_Texto para leer_:
'''
# Comparaciones metafóricas/ Metaphorical Comparisons



## Artrella

*Hola a todos!  Me interesaría saber las comparaciones metafóricas más populares en cada país.  Nosotros en Argentina tenemos por ejemplo estas:*

"Largo como esperanza de pobre" (=long as a poor's hope)

"Tiene menos onda que un renglón" (= someone who is not friendly at all, or is boring)

"Perdido como turco en la neblina" (= lost as a Turkish in the middle of the fog)

"Más loco que una cabra" (=more crazy than a goat)

"De acá para allá como bola sin manija" (= completely lost, not knowing what to do or where to go)

*Hello everybody!  I'd like to know if you have "metaphorical comparisons" in your countries as we have in Argentina.  We have these popular ones (above), amongst others.  Does this happen in your countries?  Which are the most popular ones, in case you have them?*


Gracias!!
Thank you!!
'''
_Contenido de los datos_:
'''
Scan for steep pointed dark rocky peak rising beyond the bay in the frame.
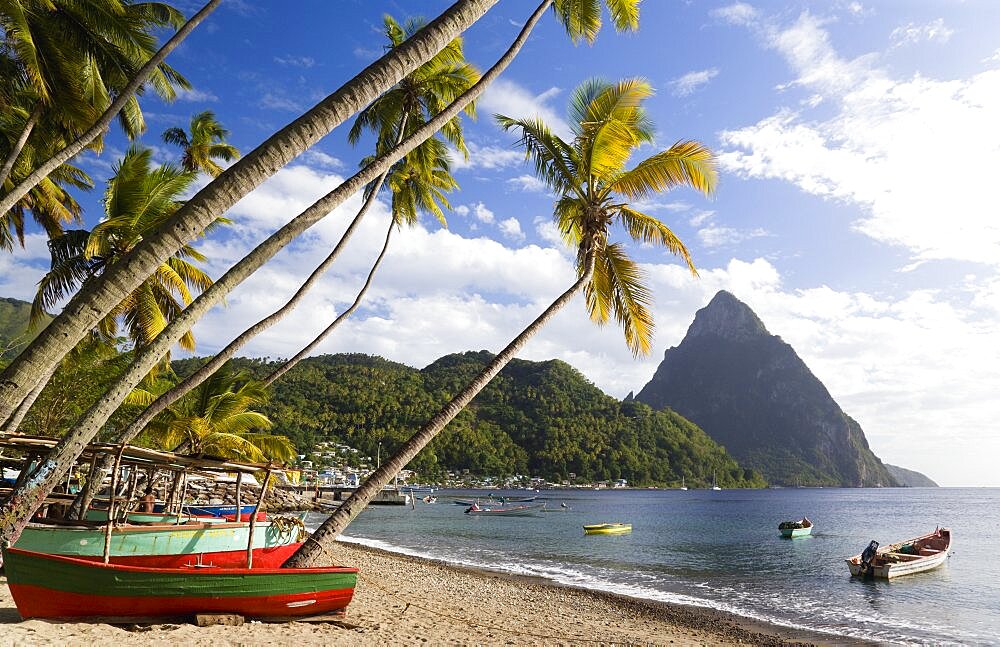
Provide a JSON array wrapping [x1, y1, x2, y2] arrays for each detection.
[[635, 291, 896, 486]]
'''
_Consigna A_: Reescribe en forma de lista, en español, el párrafo del hilo del foro que comienza con "Hello everybody!", conservando sus datos principales.
_Consigna B_:
Responde según el hilo del foro, con la misma marca en cada respuesta:
(i) ¿De qué país son las comparaciones que se citan como ejemplo?
(ii) ¿Con qué animal se compara a alguien muy loco?
(iii) ¿Qué explicación en inglés acompaña a "Tiene menos onda que un renglón"?
Los datos proceden de otra fuente.

_Respuesta A_:
- Saluda a todos.
- Quiere saber si en otros países existen "comparaciones metafóricas" como las de Argentina.
- Las de arriba son algunas de las populares en Argentina, entre otras.
- Pregunta si esto ocurre en los países de los demás.
- Pregunta cuáles son las más populares allí, si las hay.

_Respuesta B_:
(i) De Argentina.
(ii) Con una cabra.
(iii) "someone who is not friendly at all, or is boring".